Task to carry out: Given the material below, return only the lines starting at the line with "In this exercise you will mark the yellow-green" and ending at the line with "In this exercise you will mark the green curtain", exactly as they appear.

Extracted data:
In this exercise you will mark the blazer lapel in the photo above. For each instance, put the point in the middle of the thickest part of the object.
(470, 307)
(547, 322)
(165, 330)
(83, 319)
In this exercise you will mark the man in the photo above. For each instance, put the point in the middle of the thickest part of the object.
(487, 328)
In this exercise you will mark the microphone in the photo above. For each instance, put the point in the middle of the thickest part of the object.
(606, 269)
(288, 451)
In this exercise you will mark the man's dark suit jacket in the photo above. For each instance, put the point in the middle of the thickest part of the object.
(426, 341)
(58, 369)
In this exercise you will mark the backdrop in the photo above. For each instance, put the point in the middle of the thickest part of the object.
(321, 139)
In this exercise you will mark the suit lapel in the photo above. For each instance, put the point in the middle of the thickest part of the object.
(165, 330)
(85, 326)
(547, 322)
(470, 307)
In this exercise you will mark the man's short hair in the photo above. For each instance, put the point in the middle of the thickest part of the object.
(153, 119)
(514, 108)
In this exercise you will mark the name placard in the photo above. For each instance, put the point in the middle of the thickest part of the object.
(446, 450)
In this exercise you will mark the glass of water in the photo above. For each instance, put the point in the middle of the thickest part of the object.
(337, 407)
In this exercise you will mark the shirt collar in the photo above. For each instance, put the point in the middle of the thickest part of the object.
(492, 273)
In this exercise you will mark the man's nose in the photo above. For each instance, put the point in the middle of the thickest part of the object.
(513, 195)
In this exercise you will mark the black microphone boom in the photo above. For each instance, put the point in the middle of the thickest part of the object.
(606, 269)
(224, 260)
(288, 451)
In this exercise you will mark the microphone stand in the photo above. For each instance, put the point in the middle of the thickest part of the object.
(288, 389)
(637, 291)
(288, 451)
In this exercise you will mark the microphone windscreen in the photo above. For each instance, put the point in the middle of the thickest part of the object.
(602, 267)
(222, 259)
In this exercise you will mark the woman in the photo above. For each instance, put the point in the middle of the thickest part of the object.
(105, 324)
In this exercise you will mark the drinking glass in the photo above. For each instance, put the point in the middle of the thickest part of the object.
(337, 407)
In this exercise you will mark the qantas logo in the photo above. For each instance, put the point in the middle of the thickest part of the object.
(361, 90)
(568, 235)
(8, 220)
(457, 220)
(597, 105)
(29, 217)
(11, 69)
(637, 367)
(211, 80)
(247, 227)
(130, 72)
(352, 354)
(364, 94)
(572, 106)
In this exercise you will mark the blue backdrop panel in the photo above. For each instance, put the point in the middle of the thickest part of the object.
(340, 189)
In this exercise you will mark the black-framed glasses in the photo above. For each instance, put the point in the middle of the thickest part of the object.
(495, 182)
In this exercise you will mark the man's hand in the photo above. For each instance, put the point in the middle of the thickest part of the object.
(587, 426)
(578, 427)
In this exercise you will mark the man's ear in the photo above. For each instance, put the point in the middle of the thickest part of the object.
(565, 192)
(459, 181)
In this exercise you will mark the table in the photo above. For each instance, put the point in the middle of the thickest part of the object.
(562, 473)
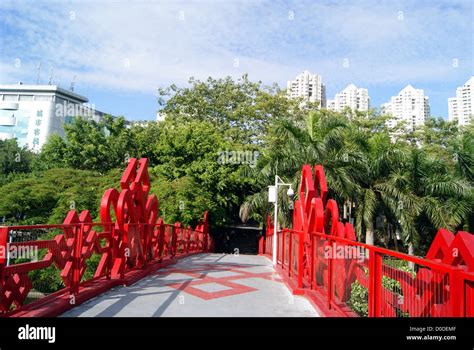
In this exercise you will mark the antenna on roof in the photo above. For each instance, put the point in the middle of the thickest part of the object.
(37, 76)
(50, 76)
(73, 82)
--
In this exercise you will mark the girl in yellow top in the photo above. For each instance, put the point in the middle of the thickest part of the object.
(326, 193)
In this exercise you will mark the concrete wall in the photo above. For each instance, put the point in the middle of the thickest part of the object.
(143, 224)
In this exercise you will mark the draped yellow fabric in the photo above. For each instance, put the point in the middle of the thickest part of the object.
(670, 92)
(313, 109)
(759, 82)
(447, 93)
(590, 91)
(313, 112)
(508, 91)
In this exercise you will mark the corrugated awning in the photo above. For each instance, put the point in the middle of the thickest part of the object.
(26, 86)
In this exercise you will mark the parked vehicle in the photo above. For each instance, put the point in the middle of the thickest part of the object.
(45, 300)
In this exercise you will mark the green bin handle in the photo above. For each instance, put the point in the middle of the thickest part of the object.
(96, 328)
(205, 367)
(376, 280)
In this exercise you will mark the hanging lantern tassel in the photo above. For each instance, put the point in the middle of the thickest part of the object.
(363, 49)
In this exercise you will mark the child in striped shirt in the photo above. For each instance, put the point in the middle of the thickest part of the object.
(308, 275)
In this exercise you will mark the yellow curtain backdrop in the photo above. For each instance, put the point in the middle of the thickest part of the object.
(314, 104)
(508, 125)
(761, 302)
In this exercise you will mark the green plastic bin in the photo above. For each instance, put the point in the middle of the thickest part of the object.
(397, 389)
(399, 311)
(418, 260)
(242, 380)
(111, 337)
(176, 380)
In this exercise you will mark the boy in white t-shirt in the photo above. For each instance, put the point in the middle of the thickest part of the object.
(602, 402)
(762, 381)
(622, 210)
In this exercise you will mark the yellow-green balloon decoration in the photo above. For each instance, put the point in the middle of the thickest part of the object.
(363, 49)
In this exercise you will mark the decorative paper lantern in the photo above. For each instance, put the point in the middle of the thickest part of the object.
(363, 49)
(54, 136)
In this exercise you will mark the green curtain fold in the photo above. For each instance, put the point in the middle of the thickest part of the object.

Solution:
In this exercise you will mark the yellow-green balloon decoration in the photo above. For each instance, put the point in the middle of the thickest part of the object.
(363, 49)
In this exercise you will mark the decorative paper lantern in the photo above. For each instance, put the point in the middle of the thickest part of the object.
(363, 49)
(54, 136)
In this exercise you will mark the green curtain fold in the photo above. For each instance, put the point in the middle of the thickest part of the object.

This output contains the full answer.